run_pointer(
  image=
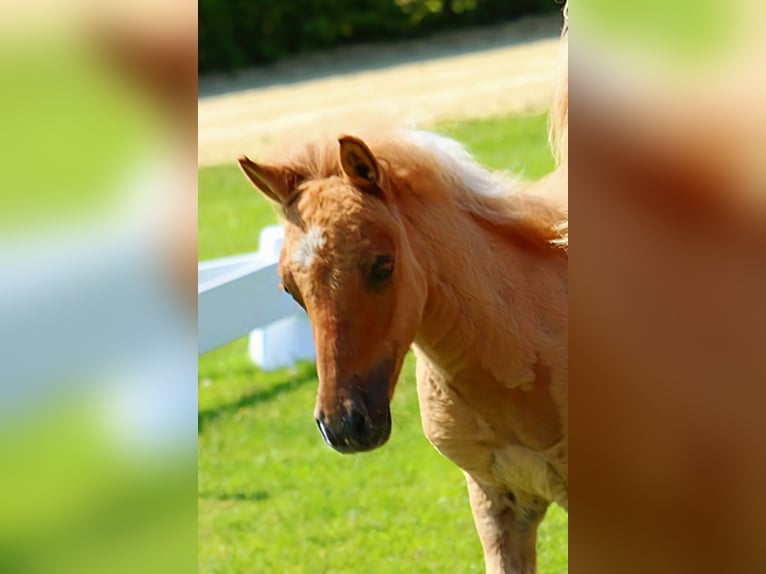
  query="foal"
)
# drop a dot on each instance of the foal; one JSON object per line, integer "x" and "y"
{"x": 402, "y": 239}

○ ○ ○

ACTION ITEM:
Reproduce all the entries that precede this task, word for word, minus any pictures.

ANSWER SECTION:
run_pointer(
  image=
  query="foal"
)
# drop a dot on each instance of the foal; one JSON object per line, integer "x" and "y"
{"x": 402, "y": 239}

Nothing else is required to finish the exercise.